> Recorded information:
##############################

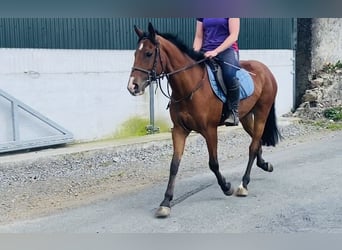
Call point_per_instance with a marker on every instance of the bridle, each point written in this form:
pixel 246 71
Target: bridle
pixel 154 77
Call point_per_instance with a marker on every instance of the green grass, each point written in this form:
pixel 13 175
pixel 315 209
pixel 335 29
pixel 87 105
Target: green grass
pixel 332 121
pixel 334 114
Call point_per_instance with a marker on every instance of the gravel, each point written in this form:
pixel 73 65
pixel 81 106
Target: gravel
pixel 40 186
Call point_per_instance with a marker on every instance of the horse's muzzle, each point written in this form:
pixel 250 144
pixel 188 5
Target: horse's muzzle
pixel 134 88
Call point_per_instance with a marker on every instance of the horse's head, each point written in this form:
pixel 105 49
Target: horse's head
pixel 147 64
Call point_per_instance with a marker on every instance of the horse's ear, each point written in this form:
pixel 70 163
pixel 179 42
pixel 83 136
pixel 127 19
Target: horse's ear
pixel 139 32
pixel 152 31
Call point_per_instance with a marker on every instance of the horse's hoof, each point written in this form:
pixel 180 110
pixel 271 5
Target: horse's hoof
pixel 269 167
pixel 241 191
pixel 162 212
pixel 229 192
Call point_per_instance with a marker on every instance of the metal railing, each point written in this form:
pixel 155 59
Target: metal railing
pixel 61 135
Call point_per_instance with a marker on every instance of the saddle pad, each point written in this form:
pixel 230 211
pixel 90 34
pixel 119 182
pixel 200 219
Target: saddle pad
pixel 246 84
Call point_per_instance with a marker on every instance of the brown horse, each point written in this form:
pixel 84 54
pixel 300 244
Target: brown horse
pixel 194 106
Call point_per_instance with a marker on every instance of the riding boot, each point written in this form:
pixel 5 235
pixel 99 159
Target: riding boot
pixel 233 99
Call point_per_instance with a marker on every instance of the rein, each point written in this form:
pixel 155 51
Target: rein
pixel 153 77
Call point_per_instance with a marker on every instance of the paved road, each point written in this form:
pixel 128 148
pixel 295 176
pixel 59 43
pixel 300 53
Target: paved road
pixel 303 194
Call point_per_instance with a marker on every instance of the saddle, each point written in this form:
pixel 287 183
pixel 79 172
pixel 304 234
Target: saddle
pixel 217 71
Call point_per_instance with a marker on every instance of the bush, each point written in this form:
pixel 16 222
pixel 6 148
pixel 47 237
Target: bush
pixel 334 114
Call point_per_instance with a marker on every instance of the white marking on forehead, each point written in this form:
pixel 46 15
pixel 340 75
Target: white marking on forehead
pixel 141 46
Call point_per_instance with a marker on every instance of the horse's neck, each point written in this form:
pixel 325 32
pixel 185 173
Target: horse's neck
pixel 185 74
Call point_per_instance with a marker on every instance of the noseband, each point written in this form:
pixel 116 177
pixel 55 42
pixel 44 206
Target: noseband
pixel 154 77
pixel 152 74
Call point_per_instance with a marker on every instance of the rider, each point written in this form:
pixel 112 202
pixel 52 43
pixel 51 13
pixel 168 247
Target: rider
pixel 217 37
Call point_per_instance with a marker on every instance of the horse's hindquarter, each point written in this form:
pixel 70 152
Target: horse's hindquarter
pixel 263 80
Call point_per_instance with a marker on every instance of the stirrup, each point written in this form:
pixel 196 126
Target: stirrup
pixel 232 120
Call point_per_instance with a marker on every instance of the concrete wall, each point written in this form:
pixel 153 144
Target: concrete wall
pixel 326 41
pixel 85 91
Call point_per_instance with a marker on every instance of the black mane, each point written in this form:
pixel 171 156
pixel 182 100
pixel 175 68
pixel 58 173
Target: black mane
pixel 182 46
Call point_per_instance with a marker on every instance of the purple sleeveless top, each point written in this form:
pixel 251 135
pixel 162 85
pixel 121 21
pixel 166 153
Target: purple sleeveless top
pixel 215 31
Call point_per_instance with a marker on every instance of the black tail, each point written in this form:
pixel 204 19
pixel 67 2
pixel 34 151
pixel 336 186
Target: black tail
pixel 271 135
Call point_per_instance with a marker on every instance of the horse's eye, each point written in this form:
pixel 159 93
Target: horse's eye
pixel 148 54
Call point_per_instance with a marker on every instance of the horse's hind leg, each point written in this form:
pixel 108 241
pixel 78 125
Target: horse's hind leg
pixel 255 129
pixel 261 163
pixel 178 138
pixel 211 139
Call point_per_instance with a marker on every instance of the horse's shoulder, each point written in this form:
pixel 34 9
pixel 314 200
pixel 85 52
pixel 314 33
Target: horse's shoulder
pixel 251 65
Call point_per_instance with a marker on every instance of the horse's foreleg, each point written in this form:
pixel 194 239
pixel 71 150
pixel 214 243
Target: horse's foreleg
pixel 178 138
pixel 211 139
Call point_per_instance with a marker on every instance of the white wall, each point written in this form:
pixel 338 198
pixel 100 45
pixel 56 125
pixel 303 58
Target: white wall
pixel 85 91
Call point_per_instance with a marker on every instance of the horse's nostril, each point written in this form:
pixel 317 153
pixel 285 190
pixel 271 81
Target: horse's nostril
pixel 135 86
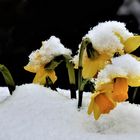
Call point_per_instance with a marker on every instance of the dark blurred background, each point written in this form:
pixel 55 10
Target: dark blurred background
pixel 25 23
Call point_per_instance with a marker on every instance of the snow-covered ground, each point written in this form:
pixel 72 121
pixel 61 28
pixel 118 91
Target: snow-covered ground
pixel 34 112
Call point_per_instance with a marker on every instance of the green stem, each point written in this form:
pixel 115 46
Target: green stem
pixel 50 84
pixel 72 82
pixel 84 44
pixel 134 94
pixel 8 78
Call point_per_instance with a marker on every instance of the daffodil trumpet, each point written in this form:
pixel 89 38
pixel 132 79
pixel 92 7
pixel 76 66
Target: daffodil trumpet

##############################

> Short problem:
Write out all the records again, switching every "Target" to "Label" and changing nothing else. Leave the pictures out.

> The reply:
Call point_per_instance with a marker on every instance of the bridle, each point written in this form:
pixel 246 71
Label: bridle
pixel 154 77
Call point_per_instance with a marker on every instance of the green grass, each point written in this form:
pixel 13 175
pixel 315 209
pixel 335 29
pixel 87 105
Label: green grass
pixel 332 121
pixel 334 114
Call point_per_instance with a marker on every instance of the gravel, each point written in this form:
pixel 73 65
pixel 81 106
Label: gravel
pixel 40 186
Call point_per_instance with a marker on every instance of the horse's muzzle, each point written in this form:
pixel 250 144
pixel 188 5
Label: horse's muzzle
pixel 134 88
Call point_per_instance with a marker on every instance of the horse's head, each point written in this form:
pixel 105 49
Label: horse's head
pixel 147 64
Call point_per_instance with a marker on every instance of the horse's ear, each point written in this form:
pixel 70 163
pixel 179 42
pixel 83 136
pixel 127 19
Label: horse's ear
pixel 139 32
pixel 152 31
Call point_per_instance with a marker on every instance of the horse's hoof, each point written in this form:
pixel 180 110
pixel 271 5
Label: horse's hoof
pixel 269 167
pixel 241 191
pixel 162 212
pixel 229 192
Call point_per_instance with a marker on every instance of the metal railing, each point written in this form:
pixel 155 59
Label: metal railing
pixel 61 135
Call point_per_instance with a marker on every instance of the saddle pad, each point written in this form:
pixel 230 211
pixel 90 34
pixel 119 182
pixel 200 219
Label: saddle pad
pixel 246 84
Call point_per_instance with a marker on every instance of the brown horse, each point written in this form:
pixel 84 54
pixel 300 244
Label: brown horse
pixel 194 106
Call point_per_instance with a marker on every instance of the riding boot, each point written in this form:
pixel 5 235
pixel 99 159
Label: riding boot
pixel 233 99
Call point_per_instance with a marker on every instance of the rein, each point written in this form:
pixel 155 51
Label: rein
pixel 153 77
Call point_per_instance with a marker on every instance of the paved road, each point written in this form:
pixel 128 148
pixel 295 176
pixel 59 43
pixel 300 53
Label: paved road
pixel 303 194
Call point_per_instance with a marker on every instance of the saddle, each point written in this form:
pixel 287 183
pixel 79 172
pixel 304 234
Label: saddle
pixel 217 71
Call point_per_instance with a marker on every instance of the bush, each point written in this form:
pixel 16 222
pixel 6 148
pixel 47 237
Label: bush
pixel 334 114
Call point_per_instance with a marker on every instance of the white marking on forehead, each point written in this form:
pixel 46 15
pixel 340 75
Label: white marking on forehead
pixel 141 46
Call point_per_instance with a marker on every instance of the horse's neck, each point written in this form:
pixel 325 32
pixel 185 173
Label: horse's neck
pixel 185 74
Call point_per_instance with a marker on every instance of the noseband, each point written in this form:
pixel 116 177
pixel 55 42
pixel 44 206
Label: noseband
pixel 154 77
pixel 152 74
Call point_per_instance with a marker on every instance of the rider, each point written in this form:
pixel 112 202
pixel 52 43
pixel 51 13
pixel 168 247
Label: rider
pixel 217 37
Call point_per_instance with a marker on every instance of the horse's hindquarter, each point written in this form:
pixel 70 152
Label: horse's hindquarter
pixel 263 80
Call point_per_instance with a marker on every instance of the stirrup, each point written in this form:
pixel 196 126
Label: stirrup
pixel 232 120
Call point_per_instance with a marker on every instance of the concrete wall, each point written in this form:
pixel 153 144
Label: concrete wall
pixel 326 41
pixel 85 91
Call point_per_instance with a marker on every instance of the black mane, each point written in this form:
pixel 171 156
pixel 182 100
pixel 175 68
pixel 58 173
Label: black mane
pixel 182 46
Call point_per_instance with a marker on every instance of the purple sleeveless top, each point written in this form:
pixel 251 135
pixel 162 85
pixel 121 21
pixel 166 153
Label: purple sleeveless top
pixel 215 31
Call point_per_instance with a marker on every instance of the black tail, each point written in this form:
pixel 204 19
pixel 67 2
pixel 34 151
pixel 336 186
Label: black tail
pixel 271 135
Call point_per_instance with a marker on every instance of the horse's eye, each point written in this form:
pixel 159 93
Label: horse's eye
pixel 148 54
Call point_per_instance with a marker on every instance of the horse's hind leg, each point written in this form:
pixel 108 241
pixel 78 125
Label: horse's hind leg
pixel 255 129
pixel 261 163
pixel 178 138
pixel 211 139
Call point_per_instance with a marker on every instance of the horse's shoulder, each point written in this form:
pixel 34 9
pixel 314 200
pixel 85 52
pixel 314 33
Label: horse's shoulder
pixel 251 65
Call point_per_instance with a marker on every instance of the horse's foreleg, each point written in this form:
pixel 194 239
pixel 71 150
pixel 214 243
Label: horse's foreleg
pixel 178 138
pixel 211 139
Call point_per_instance with a marker on every instance of the white wall, each point written in this form:
pixel 338 198
pixel 100 45
pixel 56 125
pixel 303 58
Label: white wall
pixel 85 91
Call point_per_instance with a marker on every instance of the horse's nostril, each point written in this form:
pixel 317 153
pixel 285 190
pixel 271 81
Label: horse's nostril
pixel 135 86
Call point_per_instance with a marker on every instance of the dark blurred background, each point written in this form:
pixel 55 10
Label: dark blurred background
pixel 25 23
Call point_per_instance with a marker on every instance of the snow-covered ground, each point written in this form:
pixel 72 121
pixel 61 28
pixel 118 91
Label: snow-covered ground
pixel 34 112
Call point_per_instance with a marker on every instance of the green stem, each point written in this form:
pixel 115 46
Label: green stem
pixel 50 84
pixel 72 82
pixel 84 44
pixel 134 94
pixel 8 78
Call point_per_instance with a marker on every instance of the daffodil trumpet, each point written in this form:
pixel 89 38
pixel 132 79
pixel 92 7
pixel 76 66
Label: daffodil trumpet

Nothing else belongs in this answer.